LISTED RECORDS: Begin

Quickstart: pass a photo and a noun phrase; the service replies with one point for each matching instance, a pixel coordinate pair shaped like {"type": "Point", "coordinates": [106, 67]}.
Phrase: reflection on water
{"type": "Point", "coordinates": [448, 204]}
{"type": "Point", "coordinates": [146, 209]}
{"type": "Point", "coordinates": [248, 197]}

LISTED RECORDS: End

- _EXERCISE PROMPT_
An exact copy of every entry above is the expected answer.

- _THE ANSWER_
Quickstart: pass a photo and a noun phrase; the service replies with one point for each matching instance, a pixel coordinate pair shaped like {"type": "Point", "coordinates": [106, 67]}.
Phrase: reflection on water
{"type": "Point", "coordinates": [448, 204]}
{"type": "Point", "coordinates": [146, 209]}
{"type": "Point", "coordinates": [248, 197]}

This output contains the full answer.